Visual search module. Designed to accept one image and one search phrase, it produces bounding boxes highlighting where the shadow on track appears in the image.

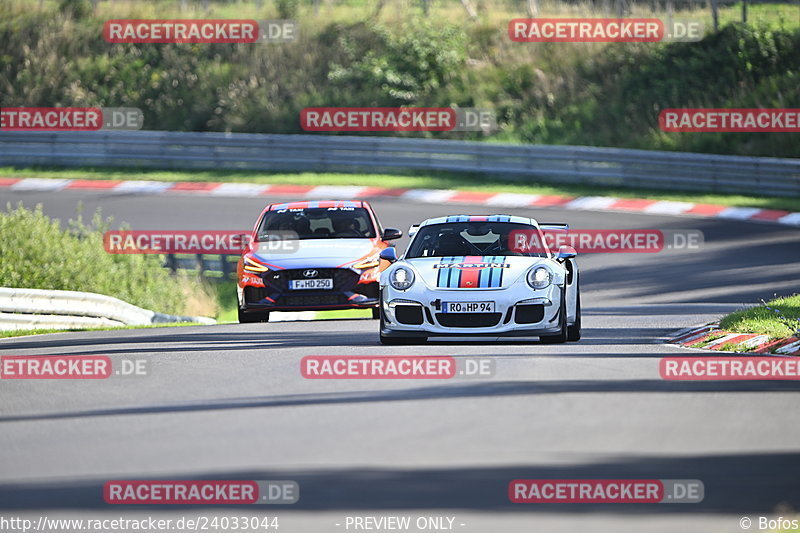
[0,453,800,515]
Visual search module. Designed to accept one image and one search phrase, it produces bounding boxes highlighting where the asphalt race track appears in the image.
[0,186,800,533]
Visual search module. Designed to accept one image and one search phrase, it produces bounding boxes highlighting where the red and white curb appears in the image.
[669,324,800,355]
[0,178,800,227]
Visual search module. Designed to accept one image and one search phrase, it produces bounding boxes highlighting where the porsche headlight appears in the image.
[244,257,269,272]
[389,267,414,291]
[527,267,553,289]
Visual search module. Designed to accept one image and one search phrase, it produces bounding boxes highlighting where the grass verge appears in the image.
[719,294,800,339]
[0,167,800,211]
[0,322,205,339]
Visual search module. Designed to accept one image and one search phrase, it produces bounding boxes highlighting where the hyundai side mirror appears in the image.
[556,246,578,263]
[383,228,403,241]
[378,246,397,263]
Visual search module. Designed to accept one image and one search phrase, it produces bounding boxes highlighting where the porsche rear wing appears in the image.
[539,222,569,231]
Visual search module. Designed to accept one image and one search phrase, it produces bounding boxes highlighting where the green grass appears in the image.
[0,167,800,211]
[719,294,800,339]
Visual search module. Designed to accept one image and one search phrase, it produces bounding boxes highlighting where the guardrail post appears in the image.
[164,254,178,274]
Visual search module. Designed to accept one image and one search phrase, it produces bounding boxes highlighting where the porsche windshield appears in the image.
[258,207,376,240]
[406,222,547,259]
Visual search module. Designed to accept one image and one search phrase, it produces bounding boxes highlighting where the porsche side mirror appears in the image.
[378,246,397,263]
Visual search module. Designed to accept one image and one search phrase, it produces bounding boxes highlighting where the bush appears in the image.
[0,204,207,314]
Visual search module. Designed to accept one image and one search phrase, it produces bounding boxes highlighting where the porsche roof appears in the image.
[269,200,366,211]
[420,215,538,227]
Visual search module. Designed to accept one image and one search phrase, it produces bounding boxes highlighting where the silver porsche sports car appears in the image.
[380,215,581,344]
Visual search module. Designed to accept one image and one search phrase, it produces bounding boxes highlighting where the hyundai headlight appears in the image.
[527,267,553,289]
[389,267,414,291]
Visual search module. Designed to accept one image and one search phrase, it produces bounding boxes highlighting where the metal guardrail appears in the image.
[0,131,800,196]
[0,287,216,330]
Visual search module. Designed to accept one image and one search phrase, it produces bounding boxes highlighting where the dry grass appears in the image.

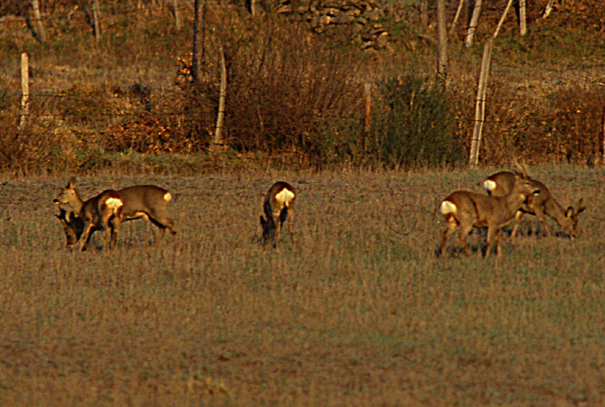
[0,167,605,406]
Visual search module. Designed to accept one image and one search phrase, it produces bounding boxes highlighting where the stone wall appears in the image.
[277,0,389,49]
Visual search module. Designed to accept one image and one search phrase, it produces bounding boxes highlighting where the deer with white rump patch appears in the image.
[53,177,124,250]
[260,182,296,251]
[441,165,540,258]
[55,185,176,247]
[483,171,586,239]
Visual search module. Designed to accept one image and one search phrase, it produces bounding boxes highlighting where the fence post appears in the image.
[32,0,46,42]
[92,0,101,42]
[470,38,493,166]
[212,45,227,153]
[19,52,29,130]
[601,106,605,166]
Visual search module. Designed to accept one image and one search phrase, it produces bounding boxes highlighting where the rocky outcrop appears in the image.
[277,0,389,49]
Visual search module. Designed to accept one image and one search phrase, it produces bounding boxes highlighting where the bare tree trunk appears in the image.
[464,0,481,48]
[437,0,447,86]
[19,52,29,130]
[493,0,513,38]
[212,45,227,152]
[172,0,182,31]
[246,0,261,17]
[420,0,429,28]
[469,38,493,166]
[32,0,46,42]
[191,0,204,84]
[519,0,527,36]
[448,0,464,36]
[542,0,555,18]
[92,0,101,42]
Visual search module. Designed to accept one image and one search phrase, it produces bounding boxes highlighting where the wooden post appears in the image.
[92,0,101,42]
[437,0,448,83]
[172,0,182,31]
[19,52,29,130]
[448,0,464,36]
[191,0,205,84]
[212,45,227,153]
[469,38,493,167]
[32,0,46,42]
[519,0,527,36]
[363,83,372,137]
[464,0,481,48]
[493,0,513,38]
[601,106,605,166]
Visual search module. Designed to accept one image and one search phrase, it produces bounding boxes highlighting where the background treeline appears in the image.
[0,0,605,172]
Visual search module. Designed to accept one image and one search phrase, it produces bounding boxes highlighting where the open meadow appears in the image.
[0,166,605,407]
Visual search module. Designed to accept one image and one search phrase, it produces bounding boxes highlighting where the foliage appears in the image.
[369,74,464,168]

▶ **Problem details**: Echo all of the data above verbatim, line for line, and omit the pictures.

▶ **Answer to the problem**:
Visual search module. Designed to accept one image and one search phrase, it produces bounding boxes highlighting where the shadow on track appears in the image.

[0,453,800,515]
Visual search module. Designed to accept one image and one search phrase, it produces bounding boxes highlighting where the asphalt race track appears in the image.
[0,186,800,533]
Visual search module. Designed to accept one image and one search phrase, it produces bounding boxes highlighting where the red and white curb appears in the image.
[669,324,800,355]
[0,178,800,227]
Visual search module. Designed to accept one image and one search phrase, it produces bounding boxes highlighting where the porsche headlight appears in the image.
[244,257,269,272]
[389,267,414,291]
[527,267,553,289]
Visual search module. Designed to accept one image and one search phrase, it produces bounding boxes highlighting where the grass verge appears in the image.
[719,294,800,339]
[0,167,800,211]
[0,322,205,339]
Visual search module. Designed to accept one image and one search phrase, it produces bounding boxes highlighting where the hyundai side mirror appears in the image.
[556,246,578,263]
[383,228,403,241]
[378,246,397,263]
Visual search module. Designed to accept one image and one search phrase, it produces bounding boxes highlighting where the porsche rear wing appears in the image.
[539,222,569,231]
Visual search module. Designed to accept one image and one search phrase, it produces bounding boxes highlighting where the green grass appears in the image.
[0,167,800,211]
[719,294,800,339]
Visual search module. Designed to accept one image and one search phrase, it produces bounding boxes highlighting where the guardrail post appears in the image.
[164,254,178,274]
Visual search module. Designed to accept one image and one search phrase, it produces bounding boxes highlighting where the porsche windshield appears in the image.
[258,207,376,240]
[406,222,547,259]
Visual search module. Designed to accept one image and one search phrase, it produces bounding boxes highlighting where the porsche side mirror appears in the image.
[378,246,397,263]
Visual search module. Designed to accept one image and one search phrase, it produces bounding boxes highlighting where the bush appears in the image.
[0,204,207,314]
Visual search module. Designed to accept one image and one search phrase, it produces bounding boxes highlighting where the porsche roof appears in the image.
[269,200,366,211]
[420,215,538,227]
Visual search module. Designed to accept one image and one search phrase, it produces bounding boxes highlighting where the silver porsche sports car appears in the image.
[380,215,581,344]
Visual search module. Designed to accept one image and one search phrase, it produces bounding boxes highlighting where the hyundai headlight appears in the image.
[527,267,553,289]
[389,267,414,291]
Visual search module. Designed to accept one image and one search phrase, it produces bounding boxes highlighting where the metal guardrail appears in the image.
[0,131,800,196]
[0,287,216,330]
Visual search module. Designed to accept one image and one search phrase, it produces bounding boxes highlighting where the dry grass appears in the image.

[0,167,605,406]
Visual search module. Designed to accept one image and one search phrase, it produces bounding boxes highlighting where the stone wall appears in the image.
[277,0,389,49]
Visual search module. Designed to accept one image and one search phrase, it produces bounding boxes highlighting where the deer with white rump patch appears in the image.
[53,177,124,250]
[260,182,296,251]
[441,165,540,258]
[55,185,176,247]
[483,171,586,239]
Visual search module. Designed to accept one image and one search phrase, it produces bounding boxes highlighting where the fence post appears in the image.
[32,0,46,42]
[92,0,101,42]
[470,38,493,166]
[212,45,227,153]
[19,52,29,130]
[601,106,605,166]
Visual search module. Designed to accept one image and one search phrase, it produces bounding boxes highlighting where the rocky outcrop appears in the image.
[277,0,389,49]
Visual search module. Designed to accept one image and one search phrase, it produces bounding boxes highlighting where the bare tree trunk appears in the image.
[464,0,481,48]
[437,0,447,86]
[19,52,29,130]
[493,0,513,38]
[212,45,227,152]
[172,0,182,31]
[246,0,261,17]
[420,0,429,28]
[469,38,493,166]
[32,0,46,42]
[191,0,204,84]
[519,0,527,36]
[448,0,464,36]
[542,0,555,18]
[92,0,101,42]
Visual search module. Designed to accept one image and one search phrase, it produces bounding boxes highlighting where the wooden post appears in the image.
[92,0,101,42]
[437,0,448,83]
[172,0,182,31]
[19,52,29,130]
[448,0,464,36]
[191,0,205,84]
[212,45,227,153]
[469,38,493,167]
[32,0,46,42]
[519,0,527,36]
[363,83,372,137]
[464,0,481,48]
[493,0,513,38]
[601,106,605,166]
Visual search module. Designed to accept one image and one search phrase, it produces bounding boxes highlighting where the background treeline appears in the image.
[0,0,605,172]
Visual search module. Designed to accept one image and one search phrase, it produces bounding boxes highlighting where the open meadow appears in the image.
[0,166,605,407]
Visual search module. Designed to accept one image and one search phrase, it produces bounding boxes highlighting where the foliage appears in the image.
[369,74,464,168]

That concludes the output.